Exercise task: Repeat the part of the XFS patch discussion that runs from "Oh, Ok. Well" up to and including "the lock cycle.", keeping every character unchanged.

Oh, Ok. Well I'm planning to use the helper and issue another
xfs_imap_valid() call as described either way. I think this is more
appropriate for clarity and because imap_valid in this v1 includes the
->if_seq check and the latter can change across the lock cycle.

> > static bool
> > xfs_imap_valid()
> > {
> > 	if (offset_fsb < wpc->imap.br_startoff)
> > 		return false;
> > 	if (offset_fsb >= wpc->imap.br_startoff + wpc->imap.br_blockcount)
> > 		return false;
> > 	/* a valid range is sufficient for COW mappings */
> > 	if (wpc->io_type == XFS_IO_COW)
> > 		return true;
> > 
> > 	/*
> > 	 * Not a COW mapping. Revalidate across changes in either the
> > 	 * data or COW fork ...
> > 	 */
> > 	if (wpc->data_seq != READ_ONCE(ip->i_df.if_seq)
> > 		return false;
> > 	if (xfs_inode_has_cow_data(ip) &&
> > 	    wpc->cow_seq != READ_ONCE(ip->i_cowfp->if_seq)
> > 		return false;
> > 
> > 	return true;
> > }
> 
> Yup, that's what I meant. I'm glad you're on the ball right now :)
> 
> > I think that technically we could skip the == XFS_IO_COW check and we'd
> > just be more conservative by essentially applying the same fork change
> > logic we are for the data fork, but that's not really the intent of this
> > patch.
> 
> Sure.
> 
> > > >  	xfs_mount_t	*mp = ip->i_mount;
> > > >  	struct xfs_ifork *ifp = XFS_IFORK_PTR(ip, whichfork);
> > > > @@ -798,7 +798,7 @@ xfs_iomap_write_allocate(
> > > >  				goto error0;
> > > >  
> > > >  			if (whichfork == XFS_COW_FORK)

[Stored data entries]
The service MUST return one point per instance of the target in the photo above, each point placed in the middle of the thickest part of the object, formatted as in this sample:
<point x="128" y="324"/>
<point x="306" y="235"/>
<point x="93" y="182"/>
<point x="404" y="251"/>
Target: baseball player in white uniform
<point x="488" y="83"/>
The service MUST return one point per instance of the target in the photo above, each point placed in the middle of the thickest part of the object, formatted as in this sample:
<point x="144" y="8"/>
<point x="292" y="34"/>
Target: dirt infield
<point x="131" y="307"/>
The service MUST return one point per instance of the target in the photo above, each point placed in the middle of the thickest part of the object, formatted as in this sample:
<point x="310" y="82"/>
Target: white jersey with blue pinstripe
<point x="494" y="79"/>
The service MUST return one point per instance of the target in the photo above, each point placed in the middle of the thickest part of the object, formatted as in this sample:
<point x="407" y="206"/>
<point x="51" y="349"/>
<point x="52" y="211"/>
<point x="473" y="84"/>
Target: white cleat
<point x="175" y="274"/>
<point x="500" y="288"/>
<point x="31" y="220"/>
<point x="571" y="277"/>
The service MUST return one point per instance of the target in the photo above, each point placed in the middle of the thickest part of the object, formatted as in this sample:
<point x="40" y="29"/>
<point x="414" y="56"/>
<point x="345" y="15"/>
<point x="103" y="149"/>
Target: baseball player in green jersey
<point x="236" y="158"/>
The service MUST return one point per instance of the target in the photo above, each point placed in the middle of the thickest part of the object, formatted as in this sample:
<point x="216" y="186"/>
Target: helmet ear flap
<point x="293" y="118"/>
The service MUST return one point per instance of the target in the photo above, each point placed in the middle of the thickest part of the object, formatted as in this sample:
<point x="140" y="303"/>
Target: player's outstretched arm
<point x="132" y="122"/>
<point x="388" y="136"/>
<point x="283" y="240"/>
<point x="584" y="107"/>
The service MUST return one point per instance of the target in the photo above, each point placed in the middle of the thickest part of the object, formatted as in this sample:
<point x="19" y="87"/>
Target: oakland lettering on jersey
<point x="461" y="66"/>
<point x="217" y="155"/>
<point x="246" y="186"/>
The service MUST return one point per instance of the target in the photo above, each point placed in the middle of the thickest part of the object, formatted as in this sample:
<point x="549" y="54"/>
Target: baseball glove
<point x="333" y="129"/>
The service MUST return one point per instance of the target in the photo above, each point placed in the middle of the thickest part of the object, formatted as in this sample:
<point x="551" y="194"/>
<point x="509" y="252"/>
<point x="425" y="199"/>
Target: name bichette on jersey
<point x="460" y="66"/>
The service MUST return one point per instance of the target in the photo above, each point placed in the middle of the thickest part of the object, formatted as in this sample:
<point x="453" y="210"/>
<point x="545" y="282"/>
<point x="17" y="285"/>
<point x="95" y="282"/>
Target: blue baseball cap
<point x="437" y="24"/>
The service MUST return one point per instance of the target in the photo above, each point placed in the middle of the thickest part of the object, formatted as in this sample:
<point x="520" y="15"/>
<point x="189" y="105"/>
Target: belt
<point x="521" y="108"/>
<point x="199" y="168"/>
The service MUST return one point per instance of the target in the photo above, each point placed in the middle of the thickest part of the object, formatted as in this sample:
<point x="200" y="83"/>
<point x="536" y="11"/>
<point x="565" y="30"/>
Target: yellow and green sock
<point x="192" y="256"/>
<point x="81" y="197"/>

Output of the task:
Oh, Ok. Well I'm planning to use the helper and issue another
xfs_imap_valid() call as described either way. I think this is more
appropriate for clarity and because imap_valid in this v1 includes the
->if_seq check and the latter can change across the lock cycle.